:: Work instructions ::
Look below for the line containing "Return one point per instance of the blue knit". Output it and each remaining line of the entries exactly, and nothing else.

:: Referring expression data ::
• • • • •

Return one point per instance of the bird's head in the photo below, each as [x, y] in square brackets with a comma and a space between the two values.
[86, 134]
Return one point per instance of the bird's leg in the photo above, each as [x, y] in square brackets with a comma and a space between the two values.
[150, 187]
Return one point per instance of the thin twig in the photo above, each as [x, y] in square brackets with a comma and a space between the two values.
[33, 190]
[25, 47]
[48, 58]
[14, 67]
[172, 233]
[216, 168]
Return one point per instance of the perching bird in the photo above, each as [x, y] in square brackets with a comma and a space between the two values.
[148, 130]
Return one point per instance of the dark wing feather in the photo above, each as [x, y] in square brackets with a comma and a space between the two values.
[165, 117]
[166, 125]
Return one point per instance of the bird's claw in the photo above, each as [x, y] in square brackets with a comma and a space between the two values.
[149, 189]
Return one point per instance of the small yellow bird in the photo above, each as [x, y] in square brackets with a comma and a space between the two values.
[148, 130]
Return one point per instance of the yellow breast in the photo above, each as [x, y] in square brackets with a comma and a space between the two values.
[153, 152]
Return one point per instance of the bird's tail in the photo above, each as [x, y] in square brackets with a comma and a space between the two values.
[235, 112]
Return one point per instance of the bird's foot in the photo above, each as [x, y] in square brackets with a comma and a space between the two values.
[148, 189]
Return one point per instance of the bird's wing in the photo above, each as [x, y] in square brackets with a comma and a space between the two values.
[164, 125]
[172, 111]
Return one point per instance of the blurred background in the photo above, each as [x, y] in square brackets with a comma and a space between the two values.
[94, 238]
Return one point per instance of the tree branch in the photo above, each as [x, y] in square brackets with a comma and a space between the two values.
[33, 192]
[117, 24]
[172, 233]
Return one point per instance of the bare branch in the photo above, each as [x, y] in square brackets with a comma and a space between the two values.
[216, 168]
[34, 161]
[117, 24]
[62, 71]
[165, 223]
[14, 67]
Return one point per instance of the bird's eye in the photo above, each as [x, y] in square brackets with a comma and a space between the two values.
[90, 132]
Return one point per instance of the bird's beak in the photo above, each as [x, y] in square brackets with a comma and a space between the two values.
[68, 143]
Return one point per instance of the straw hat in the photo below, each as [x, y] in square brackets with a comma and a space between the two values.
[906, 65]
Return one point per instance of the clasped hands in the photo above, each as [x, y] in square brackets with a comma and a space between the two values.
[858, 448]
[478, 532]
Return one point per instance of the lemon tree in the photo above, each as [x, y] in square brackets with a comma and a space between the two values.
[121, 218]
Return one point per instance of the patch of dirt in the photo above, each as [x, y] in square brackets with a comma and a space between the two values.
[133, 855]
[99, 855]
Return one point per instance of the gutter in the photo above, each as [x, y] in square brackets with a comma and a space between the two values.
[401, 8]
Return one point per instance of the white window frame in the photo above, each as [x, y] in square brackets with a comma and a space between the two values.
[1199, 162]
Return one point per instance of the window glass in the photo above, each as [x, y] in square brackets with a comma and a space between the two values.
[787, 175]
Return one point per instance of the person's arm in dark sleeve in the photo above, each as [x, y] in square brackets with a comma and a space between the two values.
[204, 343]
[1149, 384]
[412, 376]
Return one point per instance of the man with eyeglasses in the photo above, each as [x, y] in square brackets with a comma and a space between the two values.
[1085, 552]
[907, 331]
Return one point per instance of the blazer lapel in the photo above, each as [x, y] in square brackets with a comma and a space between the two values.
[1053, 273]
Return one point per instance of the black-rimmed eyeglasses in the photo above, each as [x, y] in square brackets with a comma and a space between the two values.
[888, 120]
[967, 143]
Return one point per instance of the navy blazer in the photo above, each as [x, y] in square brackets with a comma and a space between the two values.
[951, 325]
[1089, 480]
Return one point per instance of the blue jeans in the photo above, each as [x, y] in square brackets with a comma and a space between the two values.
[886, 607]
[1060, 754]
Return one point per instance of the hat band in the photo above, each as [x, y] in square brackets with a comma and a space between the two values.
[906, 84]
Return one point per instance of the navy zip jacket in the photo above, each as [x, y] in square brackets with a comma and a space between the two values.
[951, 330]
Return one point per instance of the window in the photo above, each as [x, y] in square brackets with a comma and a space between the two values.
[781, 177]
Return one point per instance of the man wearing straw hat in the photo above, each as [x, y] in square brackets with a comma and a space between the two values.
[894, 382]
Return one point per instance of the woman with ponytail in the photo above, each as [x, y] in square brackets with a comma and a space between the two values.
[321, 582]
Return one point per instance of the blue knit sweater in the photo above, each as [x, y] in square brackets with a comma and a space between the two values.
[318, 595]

• • • • •

:: Result below ::
Return one point per instance of the blue knit sweater in the photo above, each as [x, y] in square brackets with a comma and a space between the two values.
[318, 595]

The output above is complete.